* **EXERCISE PROMPT**
Report, as a single number, how many lines of the records contain the word "cirrus".

* **SOURCE RECORDS**
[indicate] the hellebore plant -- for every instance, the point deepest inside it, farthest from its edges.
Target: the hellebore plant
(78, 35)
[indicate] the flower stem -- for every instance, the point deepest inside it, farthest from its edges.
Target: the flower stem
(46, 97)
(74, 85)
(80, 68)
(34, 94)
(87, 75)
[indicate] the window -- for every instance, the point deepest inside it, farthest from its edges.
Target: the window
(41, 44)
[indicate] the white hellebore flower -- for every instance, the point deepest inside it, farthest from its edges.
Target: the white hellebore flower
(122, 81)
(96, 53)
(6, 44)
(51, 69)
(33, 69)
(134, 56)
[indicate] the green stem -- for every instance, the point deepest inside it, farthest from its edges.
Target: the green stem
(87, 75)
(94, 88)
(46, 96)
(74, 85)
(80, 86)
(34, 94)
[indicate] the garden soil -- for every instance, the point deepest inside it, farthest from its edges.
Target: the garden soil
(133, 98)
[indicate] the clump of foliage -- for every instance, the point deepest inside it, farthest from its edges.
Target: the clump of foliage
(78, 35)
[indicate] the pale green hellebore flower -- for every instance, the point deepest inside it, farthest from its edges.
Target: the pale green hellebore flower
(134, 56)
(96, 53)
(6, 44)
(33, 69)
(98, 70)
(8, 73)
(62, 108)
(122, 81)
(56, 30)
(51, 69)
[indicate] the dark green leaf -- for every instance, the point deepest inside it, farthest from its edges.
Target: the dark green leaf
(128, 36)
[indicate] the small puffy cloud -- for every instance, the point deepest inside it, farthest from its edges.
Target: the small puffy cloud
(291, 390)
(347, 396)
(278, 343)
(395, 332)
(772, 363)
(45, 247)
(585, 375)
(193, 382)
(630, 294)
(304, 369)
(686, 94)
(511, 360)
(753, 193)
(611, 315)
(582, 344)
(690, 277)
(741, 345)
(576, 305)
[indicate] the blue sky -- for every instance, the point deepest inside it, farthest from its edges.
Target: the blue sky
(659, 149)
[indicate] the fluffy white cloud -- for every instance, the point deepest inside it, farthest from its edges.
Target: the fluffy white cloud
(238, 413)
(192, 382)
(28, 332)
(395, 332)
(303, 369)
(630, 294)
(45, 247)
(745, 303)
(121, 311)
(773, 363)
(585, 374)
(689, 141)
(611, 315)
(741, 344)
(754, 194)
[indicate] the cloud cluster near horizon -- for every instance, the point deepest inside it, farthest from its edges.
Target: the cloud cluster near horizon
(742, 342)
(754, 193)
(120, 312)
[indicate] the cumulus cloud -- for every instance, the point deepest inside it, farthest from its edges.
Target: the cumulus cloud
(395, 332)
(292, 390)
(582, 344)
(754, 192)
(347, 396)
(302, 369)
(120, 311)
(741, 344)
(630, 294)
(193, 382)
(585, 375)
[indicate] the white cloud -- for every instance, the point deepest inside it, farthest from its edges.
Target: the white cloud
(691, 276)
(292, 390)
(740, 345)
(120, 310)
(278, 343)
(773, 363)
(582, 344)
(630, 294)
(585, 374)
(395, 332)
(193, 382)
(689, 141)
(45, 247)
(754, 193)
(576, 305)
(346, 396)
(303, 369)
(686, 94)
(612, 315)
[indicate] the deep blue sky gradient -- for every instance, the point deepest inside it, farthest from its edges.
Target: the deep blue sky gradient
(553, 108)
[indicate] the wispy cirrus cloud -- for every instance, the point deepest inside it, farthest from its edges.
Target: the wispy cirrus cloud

* **THE ANSWER**
2